====== Records supplied ======

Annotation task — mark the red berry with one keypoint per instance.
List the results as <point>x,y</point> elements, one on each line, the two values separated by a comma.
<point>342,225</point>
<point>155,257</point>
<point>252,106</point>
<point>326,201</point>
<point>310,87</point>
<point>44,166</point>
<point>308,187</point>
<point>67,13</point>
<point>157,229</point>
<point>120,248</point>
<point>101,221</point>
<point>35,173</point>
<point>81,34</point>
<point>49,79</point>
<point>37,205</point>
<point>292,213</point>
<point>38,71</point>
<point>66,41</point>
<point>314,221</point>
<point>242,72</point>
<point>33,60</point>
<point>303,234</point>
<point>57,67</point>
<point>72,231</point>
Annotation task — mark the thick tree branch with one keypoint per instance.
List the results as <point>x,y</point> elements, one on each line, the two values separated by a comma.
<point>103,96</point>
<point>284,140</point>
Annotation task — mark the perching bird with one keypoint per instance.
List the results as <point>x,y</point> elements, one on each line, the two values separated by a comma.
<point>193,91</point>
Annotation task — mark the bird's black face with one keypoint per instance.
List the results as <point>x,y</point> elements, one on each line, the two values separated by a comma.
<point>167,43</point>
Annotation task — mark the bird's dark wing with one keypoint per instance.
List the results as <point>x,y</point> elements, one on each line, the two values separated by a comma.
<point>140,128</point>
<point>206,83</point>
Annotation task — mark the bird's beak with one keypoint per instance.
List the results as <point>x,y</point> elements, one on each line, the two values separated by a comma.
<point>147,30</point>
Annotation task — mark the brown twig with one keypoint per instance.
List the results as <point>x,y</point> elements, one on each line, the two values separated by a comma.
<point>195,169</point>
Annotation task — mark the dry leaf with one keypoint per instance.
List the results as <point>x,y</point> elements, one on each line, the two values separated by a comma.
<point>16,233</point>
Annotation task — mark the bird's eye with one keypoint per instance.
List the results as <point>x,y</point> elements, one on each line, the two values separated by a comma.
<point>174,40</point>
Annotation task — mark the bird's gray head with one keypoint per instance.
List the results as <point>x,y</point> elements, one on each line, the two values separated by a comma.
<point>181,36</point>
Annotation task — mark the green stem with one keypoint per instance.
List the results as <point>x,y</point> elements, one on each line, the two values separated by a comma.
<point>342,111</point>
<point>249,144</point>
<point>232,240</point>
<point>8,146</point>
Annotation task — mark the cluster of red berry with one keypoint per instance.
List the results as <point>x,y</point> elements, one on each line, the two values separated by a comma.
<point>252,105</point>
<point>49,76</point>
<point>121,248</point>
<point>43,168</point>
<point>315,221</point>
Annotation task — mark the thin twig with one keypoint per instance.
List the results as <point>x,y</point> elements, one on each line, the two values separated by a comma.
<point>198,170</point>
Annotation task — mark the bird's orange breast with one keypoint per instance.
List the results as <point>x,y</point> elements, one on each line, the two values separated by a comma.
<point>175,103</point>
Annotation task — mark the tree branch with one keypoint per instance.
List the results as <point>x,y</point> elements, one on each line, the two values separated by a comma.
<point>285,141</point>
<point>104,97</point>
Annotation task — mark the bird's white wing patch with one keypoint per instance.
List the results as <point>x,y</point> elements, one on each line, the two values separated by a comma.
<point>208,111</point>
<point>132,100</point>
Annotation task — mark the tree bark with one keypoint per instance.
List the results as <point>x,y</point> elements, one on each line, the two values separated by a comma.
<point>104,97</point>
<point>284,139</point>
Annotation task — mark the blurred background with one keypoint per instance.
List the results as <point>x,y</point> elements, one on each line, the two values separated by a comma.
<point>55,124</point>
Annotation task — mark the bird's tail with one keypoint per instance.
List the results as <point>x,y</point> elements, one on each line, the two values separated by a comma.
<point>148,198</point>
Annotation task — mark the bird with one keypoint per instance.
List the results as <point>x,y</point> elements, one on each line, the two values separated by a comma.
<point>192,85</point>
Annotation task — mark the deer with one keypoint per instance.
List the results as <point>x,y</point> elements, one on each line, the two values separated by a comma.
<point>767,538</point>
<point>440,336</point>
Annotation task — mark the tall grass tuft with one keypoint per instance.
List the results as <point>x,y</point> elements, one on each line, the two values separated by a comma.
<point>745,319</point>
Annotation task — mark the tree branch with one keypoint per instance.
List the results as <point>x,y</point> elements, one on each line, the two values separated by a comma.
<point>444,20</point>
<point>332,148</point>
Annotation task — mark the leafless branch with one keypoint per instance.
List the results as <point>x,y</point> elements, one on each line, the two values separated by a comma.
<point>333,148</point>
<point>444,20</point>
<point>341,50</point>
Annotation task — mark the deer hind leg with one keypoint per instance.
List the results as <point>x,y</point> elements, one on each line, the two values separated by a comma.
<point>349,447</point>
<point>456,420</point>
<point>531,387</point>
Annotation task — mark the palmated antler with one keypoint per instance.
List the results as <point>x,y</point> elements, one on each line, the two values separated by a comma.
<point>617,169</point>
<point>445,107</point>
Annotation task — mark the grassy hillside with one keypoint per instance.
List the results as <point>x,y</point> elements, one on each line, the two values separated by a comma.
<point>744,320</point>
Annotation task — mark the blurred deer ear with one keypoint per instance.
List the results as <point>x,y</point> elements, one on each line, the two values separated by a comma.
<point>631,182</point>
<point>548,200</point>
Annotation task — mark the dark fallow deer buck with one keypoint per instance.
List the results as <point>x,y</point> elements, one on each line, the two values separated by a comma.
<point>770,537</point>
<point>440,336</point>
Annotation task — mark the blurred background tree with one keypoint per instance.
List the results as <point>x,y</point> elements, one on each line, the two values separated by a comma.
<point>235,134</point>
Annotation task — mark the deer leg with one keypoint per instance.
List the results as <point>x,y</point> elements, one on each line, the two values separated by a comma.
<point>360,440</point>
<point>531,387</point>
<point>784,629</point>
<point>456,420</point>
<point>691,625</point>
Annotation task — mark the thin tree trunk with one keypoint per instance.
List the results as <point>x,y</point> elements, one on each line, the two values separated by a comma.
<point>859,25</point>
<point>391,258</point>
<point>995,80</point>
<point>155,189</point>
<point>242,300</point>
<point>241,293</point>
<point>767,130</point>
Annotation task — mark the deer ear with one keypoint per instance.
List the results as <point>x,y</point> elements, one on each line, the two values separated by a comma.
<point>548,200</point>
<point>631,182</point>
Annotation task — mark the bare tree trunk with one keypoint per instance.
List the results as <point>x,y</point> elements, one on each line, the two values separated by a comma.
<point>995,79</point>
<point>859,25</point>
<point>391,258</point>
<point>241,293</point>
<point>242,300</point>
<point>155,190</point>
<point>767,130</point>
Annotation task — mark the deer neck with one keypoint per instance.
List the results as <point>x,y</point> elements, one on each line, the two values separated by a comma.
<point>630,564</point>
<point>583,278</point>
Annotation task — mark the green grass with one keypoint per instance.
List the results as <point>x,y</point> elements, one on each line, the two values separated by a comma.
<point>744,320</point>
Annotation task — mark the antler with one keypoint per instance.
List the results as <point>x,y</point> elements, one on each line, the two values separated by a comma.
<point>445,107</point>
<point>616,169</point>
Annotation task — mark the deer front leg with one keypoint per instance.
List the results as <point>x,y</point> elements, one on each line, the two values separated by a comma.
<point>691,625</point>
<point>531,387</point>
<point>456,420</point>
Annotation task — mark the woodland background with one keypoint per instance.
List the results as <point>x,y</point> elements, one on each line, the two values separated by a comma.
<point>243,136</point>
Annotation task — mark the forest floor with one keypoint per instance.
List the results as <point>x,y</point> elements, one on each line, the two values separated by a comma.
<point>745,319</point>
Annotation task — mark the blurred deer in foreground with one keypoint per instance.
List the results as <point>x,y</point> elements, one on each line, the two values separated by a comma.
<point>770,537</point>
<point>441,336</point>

======

Find and copy each line above that includes the string "background".

Annotation task — mark the blurred background with one keypoint per instance.
Annotation task — mark the blurred background tree with one keypoint per instance.
Annotation task — mark the woodland background with one keypoint per instance.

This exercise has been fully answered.